→ **Actions to take**:
a – Please retype the passage about Lethbridge welcoming Syrian refugees, starting at "Soon, the town" and ending at "faith at all.".
b – In the passage about Lethbridge welcoming Syrian refugees, how many refugees does the city usually welcome in a year?

→ **Selected text**:
■ ■ ■
Awhile back, I hosted a beautiful sermon by the Rev. Erin Phillips on the Syrophoenician Woman and the Syrian refugee crisis.
Now, several months later, I am even more honored to share the amazing, faithful, incarnated work she and Mennonite pastor Ryan Dueck have been doing in their small town of Lethbridge.
Soon, the town will have welcomed 300 Syrian refugees, thanks to an incredible partnership and a town willing to come together for the good of humanity.
Erin explained to me that private sponsorship groups, working with government and non-governmental agencies to bring Syrian refugees to the town, are made up of Muslim, Christian, Jewish, Buddhist, and folks of no faith at all.
“The group I’m a part of started as five groups — three Anglican churches, the university and a group of doctors — now is one group,” Erin said. “We’ve become friends as we work together and the network of support keeps growing.”
Ryan and Erin also serve on Lethbridge’s steering committee and she says she has watched people from so many different sectors — education, health, policing, EMS, housing — all working together to make this work. Even the mayor, Chris Spearman, showed up at the airport at midnight to welcome families.
“Lethbridge welcomes usually 70 refugees a year to the city and in two months welcomed more than that many Syrians while still welcoming other folks,” Erin added. “It is quite incredible to see.”
This is the kind of crisis literally solved by hospitality, love, and welcoming the other. Y’know, all that stuff Jesus talked about so much.
This is what the social, political, and theological witness of the church looks like.
“A few minutes later, Erin bursts through the door carrying locally roasted bags of coffee in one hand and ice skates in the other. “We’re going to turn these boys into Canadians yet,” she says about Muna’s nephews.
She flashes a smile the breadth of her entire face and announces Muna’s family will start arriving in two days. The scenes in Muna’s dreams are at long last unfolding.”
I believe, without a shadow of doubt, that Muna’s dreams are also God’s dreams.
■ ■ ■
→ **Information given**:
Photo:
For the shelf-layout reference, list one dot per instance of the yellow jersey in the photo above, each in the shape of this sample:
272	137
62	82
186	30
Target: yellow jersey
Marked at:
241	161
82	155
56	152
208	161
■ ■ ■
→ **Answer section**:
a –
Soon, the town will have welcomed 300 Syrian refugees, thanks to an incredible partnership and a town willing to come together for the good of humanity.
Erin explained to me that private sponsorship groups, working with government and non-governmental agencies to bring Syrian refugees to the town, are made up of Muslim, Christian, Jewish, Buddhist, and folks of no faith at all.

b – Usually 70.